EXCERPT TO READ
━━━━━━━━━━━━━━━━

# Replacement bulb for Surefire E1E



## taro68 (Aug 9, 2018)

Hello. Please has someone any information were could i buy a replacement bulb for my Surefire E1E.Thanks. Giovanni


----------



## id30209 (Aug 9, 2018)

*Re: Replacement buon for Surefire E1E*

tadcustoms.com or lumensfactory


----------



## peter yetman (Aug 9, 2018)

Lumens Factory. This may be the one, but have a look...
https://www.lumensfactory.com/en/product_detail.php?pid=21
P


----------



## taro68 (Aug 9, 2018)

*Re: Replacement buon for Surefire E1E*

Thanks!


----------



## KentuckyMike (Aug 9, 2018)

*Re: Replacement buon for Surefire E1E*

I'll second P's suggestion. And here is a link to all their E-series products on one page. The nice thing is you can get a 3V assembly to use with primaries, or a 3.7V lamp to use with an RCR123. Plus, of course, all the different outputs Mark offers. Good luck!! 

https://www.lumensfactory.com/en/product.php?cid=13


----------



## id30209 (Aug 9, 2018)

TadsCustoms has cheap bulbs, base/socket you buy only once. LF once done is done and Tad socket only need new bulb.

━━━━━━━━━━━━━━━━

PARTS OF THE EXERCISE
**1.** Can you revise the stretch from "I'll second P's" through "need new bulb." in the Surefire bulb thread, putting "inexpensive bulbs" where "cheap bulbs" stands?
**2.** Answer these about the Surefire bulb thread:
(a) Which flashlight does the original poster need a replacement bulb for?
(b) Which two sellers does id30209 name in the first reply?
(c) What voltage lamp does KentuckyMike say can be used with an RCR123?
**3.** Could you write the next part of the Surefire bulb thread, picking up after its final post?
The lines after this are separate material, unrelated to the Surefire bulb thread.

━━━━━━━━━━━━━━━━

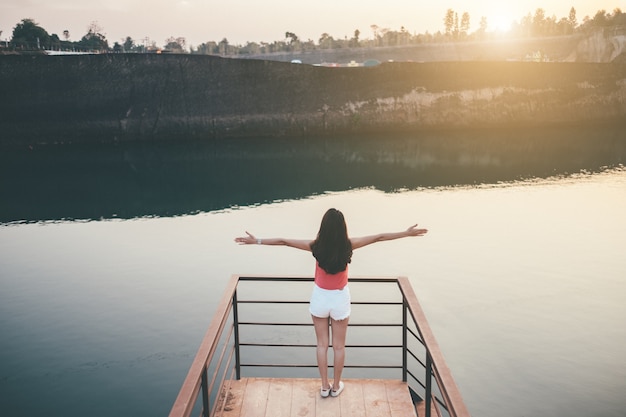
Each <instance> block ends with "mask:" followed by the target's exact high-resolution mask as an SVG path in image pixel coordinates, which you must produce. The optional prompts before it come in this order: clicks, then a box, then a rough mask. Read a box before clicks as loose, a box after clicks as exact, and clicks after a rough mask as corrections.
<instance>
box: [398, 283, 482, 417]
mask: <svg viewBox="0 0 626 417" xmlns="http://www.w3.org/2000/svg"><path fill="white" fill-rule="evenodd" d="M398 286H399V287H400V291H401V292H402V295H403V297H404V298H405V299H406V300H407V302H408V303H409V305H410V308H409V311H410V313H411V316H412V318H413V322H414V323H415V325H416V326H417V331H418V332H419V334H420V335H421V337H422V340H424V343H425V346H427V351H428V355H429V356H430V358H431V359H432V362H433V370H434V376H435V379H436V381H437V385H438V387H439V389H440V391H441V395H442V397H443V399H444V401H445V403H446V404H448V407H447V409H448V410H449V412H450V414H451V415H452V416H458V415H462V416H469V415H470V413H469V410H468V409H467V407H466V405H465V403H464V402H463V398H462V397H461V393H460V391H459V389H458V387H457V385H456V382H455V381H454V378H452V373H451V372H450V368H448V365H447V364H446V362H445V359H444V358H443V354H442V353H441V349H440V348H439V343H437V339H435V336H434V334H433V333H432V330H431V329H430V326H429V325H428V321H427V320H426V315H425V314H424V311H423V310H422V307H421V306H420V304H419V301H418V300H417V296H416V295H415V292H414V291H413V287H411V283H410V281H409V279H408V278H407V277H398ZM418 323H419V324H418ZM427 412H428V408H427Z"/></svg>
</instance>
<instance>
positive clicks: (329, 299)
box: [235, 208, 428, 397]
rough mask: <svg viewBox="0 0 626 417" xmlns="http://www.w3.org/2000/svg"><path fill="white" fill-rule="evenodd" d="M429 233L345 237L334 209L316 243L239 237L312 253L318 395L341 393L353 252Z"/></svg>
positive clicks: (348, 315) (341, 213) (344, 220)
mask: <svg viewBox="0 0 626 417" xmlns="http://www.w3.org/2000/svg"><path fill="white" fill-rule="evenodd" d="M426 232H428V230H426V229H418V228H417V224H415V225H413V226H411V227H409V228H408V229H406V230H405V231H403V232H396V233H381V234H378V235H371V236H363V237H353V238H349V237H348V231H347V227H346V222H345V219H344V217H343V214H342V213H341V212H340V211H339V210H336V209H334V208H331V209H329V210H328V211H327V212H326V213H325V214H324V217H323V218H322V223H321V225H320V230H319V232H318V233H317V238H316V239H315V240H301V239H284V238H272V239H257V238H256V237H255V236H254V235H252V234H251V233H248V232H246V234H247V236H245V237H238V238H236V239H235V242H237V243H239V244H242V245H250V244H258V245H283V246H289V247H292V248H296V249H302V250H306V251H309V252H312V253H313V256H314V257H315V259H316V263H315V285H314V287H313V294H312V295H311V302H310V304H309V311H310V313H311V317H312V318H313V325H314V327H315V336H316V338H317V366H318V369H319V372H320V376H321V378H322V387H321V389H320V395H321V396H322V397H328V396H329V395H330V396H332V397H336V396H338V395H339V394H341V392H342V391H343V388H344V383H343V381H342V380H341V373H342V371H343V365H344V361H345V356H346V355H345V344H346V331H347V329H348V319H349V317H350V290H349V289H348V264H349V263H350V261H351V260H352V251H353V250H355V249H359V248H362V247H364V246H367V245H370V244H372V243H376V242H382V241H385V240H394V239H400V238H403V237H410V236H422V235H424V234H426ZM329 318H330V323H331V328H332V338H333V353H334V378H333V384H330V383H329V381H328V356H327V354H328V346H329V334H328V320H329Z"/></svg>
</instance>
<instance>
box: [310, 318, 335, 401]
mask: <svg viewBox="0 0 626 417" xmlns="http://www.w3.org/2000/svg"><path fill="white" fill-rule="evenodd" d="M311 317H312V318H313V326H314V327H315V337H316V339H317V368H318V369H319V371H320V377H321V378H322V389H328V388H329V387H330V384H329V383H328V340H329V338H328V317H326V318H321V317H315V316H313V315H312V316H311ZM333 333H334V332H333Z"/></svg>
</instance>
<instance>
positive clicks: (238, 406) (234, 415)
mask: <svg viewBox="0 0 626 417" xmlns="http://www.w3.org/2000/svg"><path fill="white" fill-rule="evenodd" d="M247 383H248V380H247V379H242V380H239V381H237V380H231V381H227V382H226V384H230V387H225V388H224V396H223V397H222V398H221V399H220V401H223V402H225V404H221V403H220V404H218V408H217V409H216V411H217V412H216V414H215V415H216V416H221V417H239V416H240V415H241V406H242V404H243V397H244V394H245V391H246V385H247Z"/></svg>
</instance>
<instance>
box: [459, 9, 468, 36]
mask: <svg viewBox="0 0 626 417" xmlns="http://www.w3.org/2000/svg"><path fill="white" fill-rule="evenodd" d="M469 28H470V18H469V13H467V12H463V15H462V16H461V35H462V36H463V37H465V36H467V34H468V32H469Z"/></svg>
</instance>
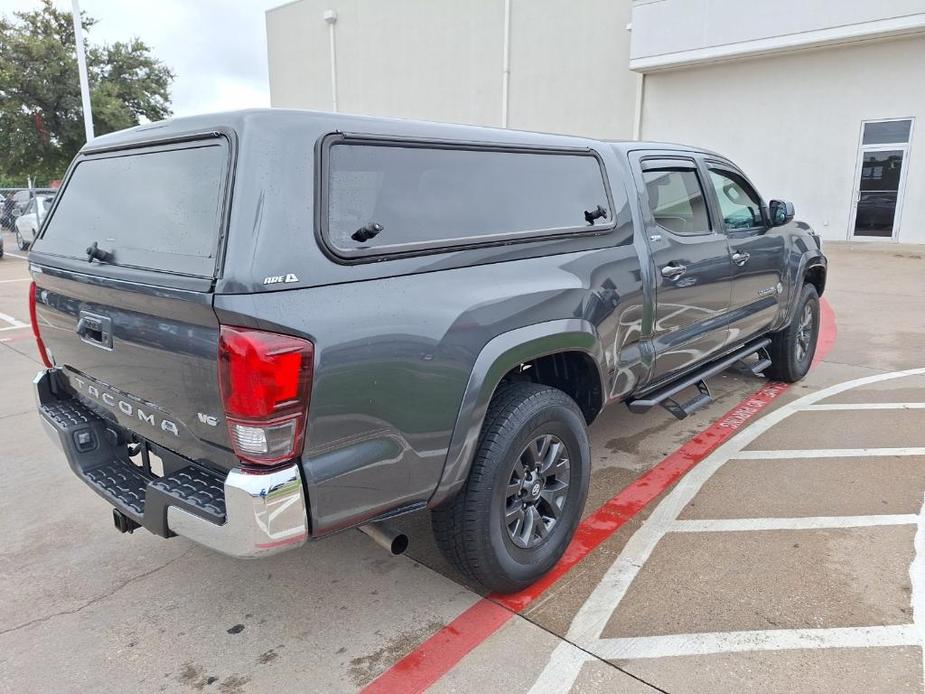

━━━━━━━━━━━━━━━━

YOUR RESPONSES
**1.**
I'll second P's suggestion. And here is a link to all their E-series products on one page. The nice thing is you can get a 3V assembly to use with primaries, or a 3.7V lamp to use with an RCR123. Plus, of course, all the different outputs Mark offers. Good luck!! 

https://www.lumensfactory.com/en/product.php?cid=13


----------



## id30209 (Aug 9, 2018)

TadsCustoms has inexpensive bulbs, base/socket you buy only once. LF once done is done and Tad socket only need new bulb.

**2.**
(a) A Surefire E1E.
(b) tadcustoms.com and lumensfactory.
(c) A 3.7V lamp.

**3.**
Both LF and Tad has good stuff but Tad’s setup is good for your pocket.


----------



## night.hoodie (Aug 9, 2018)

id30209 said:


> TadsCustoms has cheap bulbs, base/socket you buy only once. LF once done is done and Tad socket only need new bulb.
> Both LF and Tad has good stuff but Tad’s setup is good for your pocket.



This is true, but it should be noted for tougher duty, such as weapon recoil, Lumens Factory lamps are superior, as shock can dislocate Tad Customs bipins from the E socket. I use Tad Customs E socket snd bipin lamps exclusively, but I never need a weapon more deadly than my rapier wit, and I am unaware of any weapon more devistating. ;-)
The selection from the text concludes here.